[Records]
====================
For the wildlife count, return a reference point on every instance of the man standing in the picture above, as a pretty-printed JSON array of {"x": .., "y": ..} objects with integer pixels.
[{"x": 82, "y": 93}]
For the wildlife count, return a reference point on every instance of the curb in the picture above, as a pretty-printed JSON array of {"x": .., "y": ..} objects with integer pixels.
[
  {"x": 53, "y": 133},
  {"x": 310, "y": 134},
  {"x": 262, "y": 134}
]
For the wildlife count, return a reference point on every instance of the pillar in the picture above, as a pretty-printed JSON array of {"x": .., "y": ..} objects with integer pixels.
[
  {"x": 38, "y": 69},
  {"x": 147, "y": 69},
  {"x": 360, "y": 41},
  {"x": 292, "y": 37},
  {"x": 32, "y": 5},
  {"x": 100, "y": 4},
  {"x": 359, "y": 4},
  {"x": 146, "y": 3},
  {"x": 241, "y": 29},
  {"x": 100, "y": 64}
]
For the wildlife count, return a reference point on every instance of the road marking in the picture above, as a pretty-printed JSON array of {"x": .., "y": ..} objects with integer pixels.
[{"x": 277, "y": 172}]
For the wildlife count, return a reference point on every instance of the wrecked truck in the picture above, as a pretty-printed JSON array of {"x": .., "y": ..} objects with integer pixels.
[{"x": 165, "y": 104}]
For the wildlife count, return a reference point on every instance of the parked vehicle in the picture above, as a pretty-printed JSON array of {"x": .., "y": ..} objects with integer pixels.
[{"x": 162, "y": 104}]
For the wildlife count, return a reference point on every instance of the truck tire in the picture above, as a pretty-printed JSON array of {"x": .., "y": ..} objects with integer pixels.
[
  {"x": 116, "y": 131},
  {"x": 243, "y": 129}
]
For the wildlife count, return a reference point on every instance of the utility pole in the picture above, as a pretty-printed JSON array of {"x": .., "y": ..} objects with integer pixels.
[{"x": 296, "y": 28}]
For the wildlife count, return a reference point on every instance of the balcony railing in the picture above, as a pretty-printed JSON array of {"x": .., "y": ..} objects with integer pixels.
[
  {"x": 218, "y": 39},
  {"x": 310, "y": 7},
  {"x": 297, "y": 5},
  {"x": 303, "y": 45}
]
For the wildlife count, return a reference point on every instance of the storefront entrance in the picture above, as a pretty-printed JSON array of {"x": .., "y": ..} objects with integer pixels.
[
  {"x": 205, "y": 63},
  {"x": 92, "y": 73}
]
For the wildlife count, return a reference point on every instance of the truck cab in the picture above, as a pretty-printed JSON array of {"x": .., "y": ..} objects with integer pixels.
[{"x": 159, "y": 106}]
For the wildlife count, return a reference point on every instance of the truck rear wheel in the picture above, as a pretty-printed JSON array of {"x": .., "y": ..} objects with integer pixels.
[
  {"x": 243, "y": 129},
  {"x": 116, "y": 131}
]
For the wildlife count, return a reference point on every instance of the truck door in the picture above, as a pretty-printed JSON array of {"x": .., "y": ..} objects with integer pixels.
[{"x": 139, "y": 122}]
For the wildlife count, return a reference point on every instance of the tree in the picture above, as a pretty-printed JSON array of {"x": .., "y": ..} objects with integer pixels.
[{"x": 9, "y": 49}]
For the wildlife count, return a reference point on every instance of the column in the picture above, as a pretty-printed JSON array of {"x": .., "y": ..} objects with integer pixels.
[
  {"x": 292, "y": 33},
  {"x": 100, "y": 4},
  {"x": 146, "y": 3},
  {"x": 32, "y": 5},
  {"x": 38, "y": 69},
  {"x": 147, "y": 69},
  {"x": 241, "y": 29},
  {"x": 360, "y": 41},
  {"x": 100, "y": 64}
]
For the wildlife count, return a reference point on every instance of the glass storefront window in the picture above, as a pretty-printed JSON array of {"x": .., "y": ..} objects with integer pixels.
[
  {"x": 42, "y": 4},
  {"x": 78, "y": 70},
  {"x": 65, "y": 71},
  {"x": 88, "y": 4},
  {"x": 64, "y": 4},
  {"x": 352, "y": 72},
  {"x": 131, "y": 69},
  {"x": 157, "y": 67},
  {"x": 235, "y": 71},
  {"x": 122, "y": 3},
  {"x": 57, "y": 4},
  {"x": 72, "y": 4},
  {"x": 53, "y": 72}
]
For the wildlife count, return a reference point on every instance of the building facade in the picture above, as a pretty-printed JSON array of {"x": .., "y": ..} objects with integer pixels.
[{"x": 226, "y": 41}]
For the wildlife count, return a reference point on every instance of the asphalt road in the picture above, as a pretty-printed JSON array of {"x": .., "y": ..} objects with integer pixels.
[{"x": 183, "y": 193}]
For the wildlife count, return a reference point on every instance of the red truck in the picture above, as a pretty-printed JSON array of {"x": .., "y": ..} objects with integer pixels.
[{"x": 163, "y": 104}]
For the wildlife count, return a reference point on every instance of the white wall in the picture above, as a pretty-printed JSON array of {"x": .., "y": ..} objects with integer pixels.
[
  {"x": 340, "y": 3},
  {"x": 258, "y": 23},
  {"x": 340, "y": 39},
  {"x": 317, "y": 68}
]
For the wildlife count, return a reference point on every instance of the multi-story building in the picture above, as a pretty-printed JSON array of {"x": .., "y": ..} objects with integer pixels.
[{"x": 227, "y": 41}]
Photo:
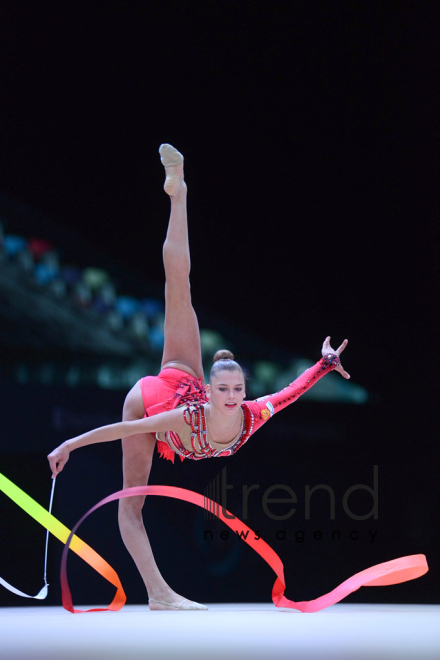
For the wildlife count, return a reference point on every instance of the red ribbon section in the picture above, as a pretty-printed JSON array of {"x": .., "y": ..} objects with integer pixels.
[{"x": 390, "y": 572}]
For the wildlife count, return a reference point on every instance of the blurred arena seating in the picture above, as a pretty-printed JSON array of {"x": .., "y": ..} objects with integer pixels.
[{"x": 65, "y": 323}]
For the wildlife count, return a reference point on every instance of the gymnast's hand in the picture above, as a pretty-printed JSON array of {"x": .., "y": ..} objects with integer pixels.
[
  {"x": 58, "y": 459},
  {"x": 326, "y": 349}
]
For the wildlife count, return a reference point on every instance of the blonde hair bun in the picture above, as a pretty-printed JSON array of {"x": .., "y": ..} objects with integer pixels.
[{"x": 223, "y": 355}]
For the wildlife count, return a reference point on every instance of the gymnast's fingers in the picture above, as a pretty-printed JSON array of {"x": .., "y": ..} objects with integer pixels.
[
  {"x": 341, "y": 347},
  {"x": 342, "y": 371}
]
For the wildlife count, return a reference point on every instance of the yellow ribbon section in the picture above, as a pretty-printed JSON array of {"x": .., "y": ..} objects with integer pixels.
[{"x": 55, "y": 527}]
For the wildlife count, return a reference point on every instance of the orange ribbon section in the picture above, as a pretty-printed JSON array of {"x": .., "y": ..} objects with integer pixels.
[{"x": 390, "y": 572}]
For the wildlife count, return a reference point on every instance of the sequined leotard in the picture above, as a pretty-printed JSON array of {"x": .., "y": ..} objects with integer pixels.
[{"x": 173, "y": 388}]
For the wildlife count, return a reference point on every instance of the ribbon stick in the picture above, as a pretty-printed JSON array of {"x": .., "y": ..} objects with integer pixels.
[
  {"x": 42, "y": 594},
  {"x": 390, "y": 572},
  {"x": 62, "y": 533}
]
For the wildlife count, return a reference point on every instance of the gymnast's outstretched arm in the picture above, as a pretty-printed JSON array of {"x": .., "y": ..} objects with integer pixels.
[{"x": 167, "y": 421}]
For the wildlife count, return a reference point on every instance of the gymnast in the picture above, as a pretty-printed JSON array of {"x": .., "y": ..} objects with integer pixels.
[{"x": 175, "y": 409}]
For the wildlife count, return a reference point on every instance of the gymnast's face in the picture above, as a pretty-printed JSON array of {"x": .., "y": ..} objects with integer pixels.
[{"x": 227, "y": 390}]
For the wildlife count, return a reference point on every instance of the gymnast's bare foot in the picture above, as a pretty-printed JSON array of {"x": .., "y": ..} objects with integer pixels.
[
  {"x": 173, "y": 601},
  {"x": 172, "y": 160}
]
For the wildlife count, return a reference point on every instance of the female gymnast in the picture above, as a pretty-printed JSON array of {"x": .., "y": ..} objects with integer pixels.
[{"x": 175, "y": 408}]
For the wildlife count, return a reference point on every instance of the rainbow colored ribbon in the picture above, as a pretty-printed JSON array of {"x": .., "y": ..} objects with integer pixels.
[{"x": 390, "y": 572}]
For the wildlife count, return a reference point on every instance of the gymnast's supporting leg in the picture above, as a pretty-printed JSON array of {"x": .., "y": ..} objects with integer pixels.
[{"x": 182, "y": 350}]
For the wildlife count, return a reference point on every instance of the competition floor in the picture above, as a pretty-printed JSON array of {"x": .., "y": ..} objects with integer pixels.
[{"x": 226, "y": 631}]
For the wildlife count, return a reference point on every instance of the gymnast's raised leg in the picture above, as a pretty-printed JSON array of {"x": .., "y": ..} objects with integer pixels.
[{"x": 181, "y": 351}]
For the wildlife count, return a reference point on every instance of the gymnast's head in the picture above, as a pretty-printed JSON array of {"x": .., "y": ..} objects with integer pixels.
[{"x": 227, "y": 383}]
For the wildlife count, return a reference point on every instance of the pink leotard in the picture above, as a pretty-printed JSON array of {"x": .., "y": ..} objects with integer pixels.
[{"x": 172, "y": 388}]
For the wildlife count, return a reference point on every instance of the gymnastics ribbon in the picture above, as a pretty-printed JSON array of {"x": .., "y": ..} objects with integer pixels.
[
  {"x": 390, "y": 572},
  {"x": 62, "y": 533},
  {"x": 42, "y": 594}
]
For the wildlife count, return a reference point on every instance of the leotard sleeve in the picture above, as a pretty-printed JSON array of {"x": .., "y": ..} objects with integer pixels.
[{"x": 266, "y": 406}]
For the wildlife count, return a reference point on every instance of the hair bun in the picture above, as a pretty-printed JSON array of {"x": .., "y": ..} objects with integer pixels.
[{"x": 223, "y": 355}]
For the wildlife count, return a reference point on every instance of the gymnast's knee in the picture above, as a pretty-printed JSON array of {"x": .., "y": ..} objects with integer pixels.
[{"x": 130, "y": 508}]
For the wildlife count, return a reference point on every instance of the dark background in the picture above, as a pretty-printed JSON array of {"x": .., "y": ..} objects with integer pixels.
[{"x": 310, "y": 135}]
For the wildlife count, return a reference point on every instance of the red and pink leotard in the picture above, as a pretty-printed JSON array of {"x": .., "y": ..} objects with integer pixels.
[{"x": 172, "y": 388}]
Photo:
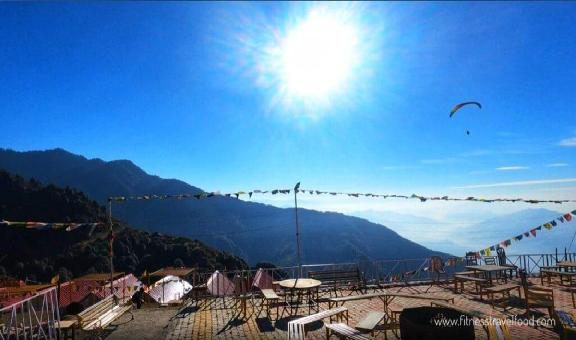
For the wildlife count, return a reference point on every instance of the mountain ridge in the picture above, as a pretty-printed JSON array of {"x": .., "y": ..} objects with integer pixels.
[
  {"x": 253, "y": 231},
  {"x": 39, "y": 254}
]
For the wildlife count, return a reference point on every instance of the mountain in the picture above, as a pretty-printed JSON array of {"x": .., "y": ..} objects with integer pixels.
[
  {"x": 39, "y": 254},
  {"x": 411, "y": 226},
  {"x": 253, "y": 231}
]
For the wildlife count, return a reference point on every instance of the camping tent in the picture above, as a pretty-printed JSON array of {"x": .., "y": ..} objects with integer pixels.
[
  {"x": 219, "y": 285},
  {"x": 170, "y": 288},
  {"x": 262, "y": 280}
]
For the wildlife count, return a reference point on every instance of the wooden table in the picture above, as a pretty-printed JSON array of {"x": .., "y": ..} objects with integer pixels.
[
  {"x": 566, "y": 265},
  {"x": 386, "y": 297},
  {"x": 298, "y": 288},
  {"x": 65, "y": 326},
  {"x": 489, "y": 269}
]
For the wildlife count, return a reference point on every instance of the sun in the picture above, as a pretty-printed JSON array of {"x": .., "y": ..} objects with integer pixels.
[{"x": 317, "y": 57}]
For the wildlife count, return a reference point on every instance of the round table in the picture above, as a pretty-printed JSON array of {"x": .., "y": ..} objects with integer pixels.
[
  {"x": 297, "y": 287},
  {"x": 300, "y": 283}
]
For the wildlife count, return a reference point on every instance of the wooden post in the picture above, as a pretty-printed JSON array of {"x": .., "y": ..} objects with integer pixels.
[
  {"x": 297, "y": 229},
  {"x": 111, "y": 250}
]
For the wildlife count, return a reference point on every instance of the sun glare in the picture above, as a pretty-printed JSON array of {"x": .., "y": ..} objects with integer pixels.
[{"x": 318, "y": 55}]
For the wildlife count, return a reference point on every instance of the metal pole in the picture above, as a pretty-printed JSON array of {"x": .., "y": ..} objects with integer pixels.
[
  {"x": 111, "y": 250},
  {"x": 297, "y": 229}
]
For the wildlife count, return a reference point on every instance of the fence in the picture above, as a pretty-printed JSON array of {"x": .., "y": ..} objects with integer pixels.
[{"x": 32, "y": 318}]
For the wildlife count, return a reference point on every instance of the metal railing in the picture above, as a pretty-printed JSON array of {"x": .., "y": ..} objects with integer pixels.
[{"x": 35, "y": 317}]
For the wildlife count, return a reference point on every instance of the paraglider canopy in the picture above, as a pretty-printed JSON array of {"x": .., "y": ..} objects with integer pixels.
[{"x": 459, "y": 106}]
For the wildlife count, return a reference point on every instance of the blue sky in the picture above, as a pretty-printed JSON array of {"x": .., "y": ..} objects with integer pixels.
[{"x": 176, "y": 88}]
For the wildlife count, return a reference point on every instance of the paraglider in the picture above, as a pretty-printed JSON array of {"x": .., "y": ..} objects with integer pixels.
[{"x": 459, "y": 106}]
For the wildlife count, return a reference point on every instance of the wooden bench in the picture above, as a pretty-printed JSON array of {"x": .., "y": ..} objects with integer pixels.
[
  {"x": 101, "y": 314},
  {"x": 554, "y": 271},
  {"x": 478, "y": 282},
  {"x": 343, "y": 330},
  {"x": 297, "y": 329},
  {"x": 466, "y": 311},
  {"x": 504, "y": 289},
  {"x": 370, "y": 321},
  {"x": 567, "y": 324},
  {"x": 336, "y": 279}
]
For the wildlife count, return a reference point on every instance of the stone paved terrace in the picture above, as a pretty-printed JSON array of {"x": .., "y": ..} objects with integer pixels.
[{"x": 220, "y": 320}]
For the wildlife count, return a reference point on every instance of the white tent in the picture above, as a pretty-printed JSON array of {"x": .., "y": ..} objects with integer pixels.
[
  {"x": 170, "y": 288},
  {"x": 219, "y": 285},
  {"x": 262, "y": 280}
]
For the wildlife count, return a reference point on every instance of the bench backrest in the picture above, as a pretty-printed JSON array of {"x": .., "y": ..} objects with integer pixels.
[
  {"x": 337, "y": 277},
  {"x": 491, "y": 260},
  {"x": 93, "y": 312},
  {"x": 296, "y": 329}
]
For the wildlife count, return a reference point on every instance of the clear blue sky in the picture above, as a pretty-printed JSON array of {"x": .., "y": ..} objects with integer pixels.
[{"x": 173, "y": 87}]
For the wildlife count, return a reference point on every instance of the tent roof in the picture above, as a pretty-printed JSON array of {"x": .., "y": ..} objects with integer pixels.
[
  {"x": 99, "y": 277},
  {"x": 174, "y": 271}
]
====================
■ Task ■
Exactly repeat the lines from the line that contains "the wooden bench" to the end of the entries, both included, and leave out all other lines.

■ Final result ■
For the wildlife count, return a reference point on every instance of the wooden bench in the picture above, as a pretty-printed JSON array of {"x": .., "y": ..} objects with integer pixels.
[
  {"x": 101, "y": 314},
  {"x": 554, "y": 271},
  {"x": 478, "y": 282},
  {"x": 343, "y": 330},
  {"x": 297, "y": 329},
  {"x": 466, "y": 311},
  {"x": 504, "y": 289},
  {"x": 370, "y": 321},
  {"x": 567, "y": 324},
  {"x": 336, "y": 279}
]
For the wildlife count, return a reference point on every instance of the stone paved terrace in the picture above, as a pretty-printed JSON array of {"x": .., "y": ..} objects with integer pixels.
[{"x": 220, "y": 320}]
For the wildlife count, return a reference point on every instance of the white tent in the picture above, as a pretty-printed JSON array of {"x": .., "y": ..} objects with integer pixels.
[
  {"x": 170, "y": 288},
  {"x": 219, "y": 285},
  {"x": 262, "y": 280}
]
For the wildlife count, return a reference point on every instance of the bench backrest in the picture above, as a pretty-printed JSON array of {"x": .., "y": ..} objects with integer pixels.
[
  {"x": 337, "y": 277},
  {"x": 491, "y": 260},
  {"x": 93, "y": 312},
  {"x": 296, "y": 329}
]
For the wildlife count, return a reference point on every instance of the clear blue sky in the picture above, as a pretty-printed JSON array of {"x": .., "y": ..} objects with integer pixels.
[{"x": 173, "y": 87}]
For the wildlife count, return a reference point on every instance of the tent roof in the picture above, as a pretty-printed JSON array of {"x": .., "y": ..} objects with integer pixels.
[
  {"x": 99, "y": 277},
  {"x": 174, "y": 271}
]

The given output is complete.